MATERIAL SUPPLIED Start Marker

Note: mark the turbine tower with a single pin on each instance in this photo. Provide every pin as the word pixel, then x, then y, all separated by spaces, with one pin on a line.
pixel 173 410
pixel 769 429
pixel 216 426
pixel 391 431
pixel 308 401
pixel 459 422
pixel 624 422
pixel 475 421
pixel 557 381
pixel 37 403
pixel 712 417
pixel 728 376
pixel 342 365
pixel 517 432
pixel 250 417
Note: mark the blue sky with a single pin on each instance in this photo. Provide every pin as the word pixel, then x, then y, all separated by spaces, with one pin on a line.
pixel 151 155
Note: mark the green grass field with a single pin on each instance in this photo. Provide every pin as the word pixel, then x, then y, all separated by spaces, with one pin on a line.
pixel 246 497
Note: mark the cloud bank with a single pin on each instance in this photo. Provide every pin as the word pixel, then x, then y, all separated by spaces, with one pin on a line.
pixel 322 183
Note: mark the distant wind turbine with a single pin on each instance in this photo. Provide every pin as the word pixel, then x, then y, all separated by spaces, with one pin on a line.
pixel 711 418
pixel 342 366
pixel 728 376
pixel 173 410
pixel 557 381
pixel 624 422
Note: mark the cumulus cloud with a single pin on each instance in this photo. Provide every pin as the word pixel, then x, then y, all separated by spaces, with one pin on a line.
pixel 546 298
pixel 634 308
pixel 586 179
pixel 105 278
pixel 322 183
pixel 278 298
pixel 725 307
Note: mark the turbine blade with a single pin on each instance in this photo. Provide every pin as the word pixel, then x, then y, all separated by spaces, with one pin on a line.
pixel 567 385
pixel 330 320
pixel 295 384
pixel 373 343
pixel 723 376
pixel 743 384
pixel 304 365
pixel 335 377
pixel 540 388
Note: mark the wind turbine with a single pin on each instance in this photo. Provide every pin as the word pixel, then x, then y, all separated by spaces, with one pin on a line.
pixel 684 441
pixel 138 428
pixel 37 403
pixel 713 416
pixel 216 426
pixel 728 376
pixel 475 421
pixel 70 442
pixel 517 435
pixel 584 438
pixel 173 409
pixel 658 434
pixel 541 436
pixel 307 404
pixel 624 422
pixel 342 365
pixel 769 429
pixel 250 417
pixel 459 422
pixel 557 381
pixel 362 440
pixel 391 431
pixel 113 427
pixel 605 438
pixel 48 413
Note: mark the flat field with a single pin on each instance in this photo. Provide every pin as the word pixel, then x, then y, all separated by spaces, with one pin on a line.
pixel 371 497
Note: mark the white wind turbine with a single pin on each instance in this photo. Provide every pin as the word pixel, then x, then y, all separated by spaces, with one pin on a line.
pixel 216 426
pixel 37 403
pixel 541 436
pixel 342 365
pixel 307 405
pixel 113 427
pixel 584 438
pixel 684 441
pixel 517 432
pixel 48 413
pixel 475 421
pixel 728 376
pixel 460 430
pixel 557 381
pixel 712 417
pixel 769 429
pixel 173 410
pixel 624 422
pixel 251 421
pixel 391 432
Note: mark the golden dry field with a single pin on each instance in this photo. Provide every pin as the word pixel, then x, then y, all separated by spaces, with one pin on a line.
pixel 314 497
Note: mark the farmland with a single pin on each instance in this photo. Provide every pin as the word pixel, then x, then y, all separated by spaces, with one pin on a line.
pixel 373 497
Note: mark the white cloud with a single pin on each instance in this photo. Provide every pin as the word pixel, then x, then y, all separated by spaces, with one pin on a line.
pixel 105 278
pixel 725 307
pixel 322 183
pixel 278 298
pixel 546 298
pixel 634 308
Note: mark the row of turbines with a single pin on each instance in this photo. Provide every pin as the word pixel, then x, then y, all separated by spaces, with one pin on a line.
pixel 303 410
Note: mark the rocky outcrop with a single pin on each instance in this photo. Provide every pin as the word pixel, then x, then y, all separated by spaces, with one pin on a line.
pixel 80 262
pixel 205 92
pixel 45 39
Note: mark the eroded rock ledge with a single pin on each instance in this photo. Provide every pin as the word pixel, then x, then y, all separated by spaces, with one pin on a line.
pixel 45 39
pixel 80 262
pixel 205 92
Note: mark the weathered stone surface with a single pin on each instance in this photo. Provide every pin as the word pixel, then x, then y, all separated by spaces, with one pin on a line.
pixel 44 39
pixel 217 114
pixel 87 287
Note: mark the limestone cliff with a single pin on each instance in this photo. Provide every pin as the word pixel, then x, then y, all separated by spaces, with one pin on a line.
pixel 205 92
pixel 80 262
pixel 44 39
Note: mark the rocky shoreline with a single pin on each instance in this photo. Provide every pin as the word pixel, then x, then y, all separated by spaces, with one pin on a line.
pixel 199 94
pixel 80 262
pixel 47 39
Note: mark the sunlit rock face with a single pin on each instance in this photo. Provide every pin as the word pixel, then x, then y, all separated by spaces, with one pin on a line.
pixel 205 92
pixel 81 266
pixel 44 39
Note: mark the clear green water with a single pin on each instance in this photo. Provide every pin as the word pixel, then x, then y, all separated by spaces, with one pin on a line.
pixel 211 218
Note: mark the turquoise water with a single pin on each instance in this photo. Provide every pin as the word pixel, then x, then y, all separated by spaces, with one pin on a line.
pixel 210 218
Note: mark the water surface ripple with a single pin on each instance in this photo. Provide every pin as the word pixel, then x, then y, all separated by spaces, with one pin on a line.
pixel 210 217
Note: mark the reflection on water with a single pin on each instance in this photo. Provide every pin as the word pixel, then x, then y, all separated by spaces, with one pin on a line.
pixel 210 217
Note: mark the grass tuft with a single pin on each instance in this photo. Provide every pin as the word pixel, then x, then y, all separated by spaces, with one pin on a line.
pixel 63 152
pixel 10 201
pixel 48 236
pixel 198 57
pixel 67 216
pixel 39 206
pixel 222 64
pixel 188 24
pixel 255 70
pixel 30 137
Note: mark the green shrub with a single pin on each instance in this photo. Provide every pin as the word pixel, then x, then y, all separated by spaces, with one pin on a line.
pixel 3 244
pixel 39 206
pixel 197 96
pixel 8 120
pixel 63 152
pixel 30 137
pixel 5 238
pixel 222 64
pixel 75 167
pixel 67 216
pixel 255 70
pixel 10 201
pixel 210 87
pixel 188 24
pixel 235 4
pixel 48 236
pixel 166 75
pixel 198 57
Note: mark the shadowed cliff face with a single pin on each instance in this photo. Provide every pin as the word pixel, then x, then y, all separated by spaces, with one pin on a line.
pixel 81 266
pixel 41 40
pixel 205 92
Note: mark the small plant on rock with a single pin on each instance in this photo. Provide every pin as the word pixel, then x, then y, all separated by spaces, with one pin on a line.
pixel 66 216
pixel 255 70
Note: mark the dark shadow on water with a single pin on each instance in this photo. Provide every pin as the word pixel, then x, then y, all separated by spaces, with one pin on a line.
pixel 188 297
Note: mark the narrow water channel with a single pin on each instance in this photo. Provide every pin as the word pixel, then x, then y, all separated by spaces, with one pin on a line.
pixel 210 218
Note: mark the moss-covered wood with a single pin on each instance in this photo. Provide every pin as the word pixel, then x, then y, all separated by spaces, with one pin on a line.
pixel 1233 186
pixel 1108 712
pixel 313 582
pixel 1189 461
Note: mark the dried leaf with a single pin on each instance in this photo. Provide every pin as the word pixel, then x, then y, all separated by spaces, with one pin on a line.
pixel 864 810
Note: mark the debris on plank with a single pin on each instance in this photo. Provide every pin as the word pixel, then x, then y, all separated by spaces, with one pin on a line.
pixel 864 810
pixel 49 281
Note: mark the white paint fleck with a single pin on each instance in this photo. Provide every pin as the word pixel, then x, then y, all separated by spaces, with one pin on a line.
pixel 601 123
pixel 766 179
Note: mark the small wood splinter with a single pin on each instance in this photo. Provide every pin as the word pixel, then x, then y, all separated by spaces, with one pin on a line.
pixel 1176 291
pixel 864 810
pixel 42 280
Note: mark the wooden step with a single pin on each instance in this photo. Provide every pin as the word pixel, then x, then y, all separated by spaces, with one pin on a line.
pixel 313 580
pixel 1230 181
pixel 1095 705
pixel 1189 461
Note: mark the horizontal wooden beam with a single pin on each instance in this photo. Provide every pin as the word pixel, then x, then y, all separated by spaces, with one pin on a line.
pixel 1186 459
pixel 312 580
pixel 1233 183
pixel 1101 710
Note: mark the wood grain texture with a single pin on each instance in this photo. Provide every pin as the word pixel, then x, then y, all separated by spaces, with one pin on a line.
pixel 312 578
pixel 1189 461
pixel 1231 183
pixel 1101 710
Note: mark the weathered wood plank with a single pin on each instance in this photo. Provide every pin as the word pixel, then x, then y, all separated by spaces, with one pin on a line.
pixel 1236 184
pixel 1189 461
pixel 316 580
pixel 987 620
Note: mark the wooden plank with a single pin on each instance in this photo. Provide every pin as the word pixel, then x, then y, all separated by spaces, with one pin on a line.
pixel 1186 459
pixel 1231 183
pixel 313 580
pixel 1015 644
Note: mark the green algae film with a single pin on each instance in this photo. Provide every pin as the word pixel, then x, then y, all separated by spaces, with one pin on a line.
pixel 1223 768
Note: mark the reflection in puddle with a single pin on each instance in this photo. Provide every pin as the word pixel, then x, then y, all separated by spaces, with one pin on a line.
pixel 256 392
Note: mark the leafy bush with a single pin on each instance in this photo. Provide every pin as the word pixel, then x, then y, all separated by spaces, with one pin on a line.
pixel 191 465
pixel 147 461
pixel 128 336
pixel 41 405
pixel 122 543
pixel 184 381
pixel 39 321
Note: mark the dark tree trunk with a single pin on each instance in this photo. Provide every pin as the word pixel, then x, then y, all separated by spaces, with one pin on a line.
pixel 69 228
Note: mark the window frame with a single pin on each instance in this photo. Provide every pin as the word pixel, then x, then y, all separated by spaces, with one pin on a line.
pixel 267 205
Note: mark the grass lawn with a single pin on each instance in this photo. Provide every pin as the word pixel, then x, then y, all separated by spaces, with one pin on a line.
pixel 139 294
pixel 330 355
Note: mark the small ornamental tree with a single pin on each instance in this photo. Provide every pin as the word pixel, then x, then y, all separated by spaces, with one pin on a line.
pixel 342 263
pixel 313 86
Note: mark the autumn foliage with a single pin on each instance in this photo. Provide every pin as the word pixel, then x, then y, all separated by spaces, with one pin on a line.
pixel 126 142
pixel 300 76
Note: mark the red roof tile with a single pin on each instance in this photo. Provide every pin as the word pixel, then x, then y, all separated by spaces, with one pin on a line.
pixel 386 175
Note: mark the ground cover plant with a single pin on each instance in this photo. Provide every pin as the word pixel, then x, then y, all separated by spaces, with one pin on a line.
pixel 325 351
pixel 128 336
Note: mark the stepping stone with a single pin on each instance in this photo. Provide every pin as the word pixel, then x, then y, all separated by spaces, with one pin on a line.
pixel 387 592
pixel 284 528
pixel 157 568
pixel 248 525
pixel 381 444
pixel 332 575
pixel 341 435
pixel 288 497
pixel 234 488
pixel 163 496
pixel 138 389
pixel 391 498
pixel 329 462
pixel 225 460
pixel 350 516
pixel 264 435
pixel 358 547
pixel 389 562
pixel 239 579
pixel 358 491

MATERIAL SUPPLIED End Marker

EXERCISE DETAILS:
Only the lines from the one containing "Note: mark the small ornamental" through the final line of the data belong in the answer, repeated exactly.

FINISHED EXERCISE:
Note: mark the small ornamental tree with a single pin on each instance in this photo. Provide every pin as the word pixel, then x, then y, all separated by spaces, with one pin on a line.
pixel 342 263
pixel 313 86
Note: mark the autumn foliage with a single pin on each instance in this photo. Provide every pin as the word pixel, then x, then y, all separated by spaces, with one pin on a line.
pixel 126 142
pixel 300 76
Note: mark the red roof tile with a single pin on each instance in this photo. Provide every pin as the word pixel, then x, then y, all separated by spaces, with one pin on a line.
pixel 386 175
Note: mark the ground cover plant with a single pin on each instance in this photo. Provide every pin as the word pixel, then x, then y, all separated by spaces, with one pin on a line.
pixel 325 351
pixel 128 336
Note: mark the stepping stone with a single pin on each instance in this photo. Provide every pin as the word pixel, then x, then y, all separated by spaces, with one pin on a line.
pixel 387 592
pixel 284 528
pixel 157 568
pixel 248 525
pixel 381 444
pixel 332 575
pixel 341 435
pixel 288 497
pixel 234 488
pixel 163 496
pixel 138 389
pixel 391 498
pixel 329 462
pixel 225 460
pixel 350 516
pixel 264 435
pixel 358 547
pixel 389 562
pixel 239 579
pixel 358 491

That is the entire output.